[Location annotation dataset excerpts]
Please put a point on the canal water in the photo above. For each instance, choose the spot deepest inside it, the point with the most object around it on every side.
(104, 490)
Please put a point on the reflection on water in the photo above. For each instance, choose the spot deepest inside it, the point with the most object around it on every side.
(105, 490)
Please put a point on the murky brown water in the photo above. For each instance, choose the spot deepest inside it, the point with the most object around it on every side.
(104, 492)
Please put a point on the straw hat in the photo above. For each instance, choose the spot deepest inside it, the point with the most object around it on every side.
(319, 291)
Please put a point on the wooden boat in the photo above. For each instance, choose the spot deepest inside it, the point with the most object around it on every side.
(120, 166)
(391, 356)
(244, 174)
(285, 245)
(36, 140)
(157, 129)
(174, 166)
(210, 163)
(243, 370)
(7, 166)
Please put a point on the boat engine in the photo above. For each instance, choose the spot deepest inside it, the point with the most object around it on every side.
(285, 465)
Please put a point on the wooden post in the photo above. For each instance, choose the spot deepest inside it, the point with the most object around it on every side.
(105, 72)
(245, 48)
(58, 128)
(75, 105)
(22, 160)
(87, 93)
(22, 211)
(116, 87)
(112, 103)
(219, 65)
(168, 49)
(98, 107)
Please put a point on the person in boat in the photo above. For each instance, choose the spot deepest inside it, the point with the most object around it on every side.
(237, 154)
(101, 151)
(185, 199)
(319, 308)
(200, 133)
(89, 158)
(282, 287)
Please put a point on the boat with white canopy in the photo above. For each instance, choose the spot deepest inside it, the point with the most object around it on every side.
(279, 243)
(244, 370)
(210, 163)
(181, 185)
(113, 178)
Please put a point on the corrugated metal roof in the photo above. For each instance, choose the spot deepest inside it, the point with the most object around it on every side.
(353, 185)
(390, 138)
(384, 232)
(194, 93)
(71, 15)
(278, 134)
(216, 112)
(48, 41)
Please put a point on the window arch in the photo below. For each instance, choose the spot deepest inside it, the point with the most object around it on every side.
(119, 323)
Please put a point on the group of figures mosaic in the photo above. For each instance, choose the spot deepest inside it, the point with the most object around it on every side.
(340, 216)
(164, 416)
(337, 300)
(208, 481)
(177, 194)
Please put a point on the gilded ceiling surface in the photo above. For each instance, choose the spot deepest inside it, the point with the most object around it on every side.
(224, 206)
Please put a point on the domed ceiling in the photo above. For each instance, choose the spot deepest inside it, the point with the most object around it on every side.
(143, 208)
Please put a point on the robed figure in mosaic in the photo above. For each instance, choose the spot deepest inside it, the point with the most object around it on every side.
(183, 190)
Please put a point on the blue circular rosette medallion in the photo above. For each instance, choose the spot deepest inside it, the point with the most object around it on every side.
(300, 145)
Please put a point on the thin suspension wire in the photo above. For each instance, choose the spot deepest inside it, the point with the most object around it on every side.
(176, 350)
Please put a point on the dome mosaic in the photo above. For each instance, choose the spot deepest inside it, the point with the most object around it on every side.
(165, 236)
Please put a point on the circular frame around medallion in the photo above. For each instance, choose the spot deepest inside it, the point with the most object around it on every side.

* Set task: Copy out word for word the items from the line with "Please put a point on the robed" through the end of the items.

* Exercise result:
Please put a point on the robed figure in mosaic in the photo above. For each instance, choose the spot deepest inside it, the point with the most object around it on every side.
(183, 190)
Please put a point on the blue circular rosette medallion in the photo above. For each instance, choose the spot deepest inside it, the point with the most object around it on every side.
(300, 145)
Please put a point on the thin suspension wire in the photo above. For each instance, choose the spot deepest inside it, the point with the most object around it on every side.
(176, 350)
Please put a point on the dome mosaic in the photo above. For each instance, choose the spot deepest inside it, the point with the most object around it on every side.
(165, 236)
Please put a point on the circular frame around medallion in the photo above. For each instance, choose the spot deepest inside it, the point with the most object around it on every side.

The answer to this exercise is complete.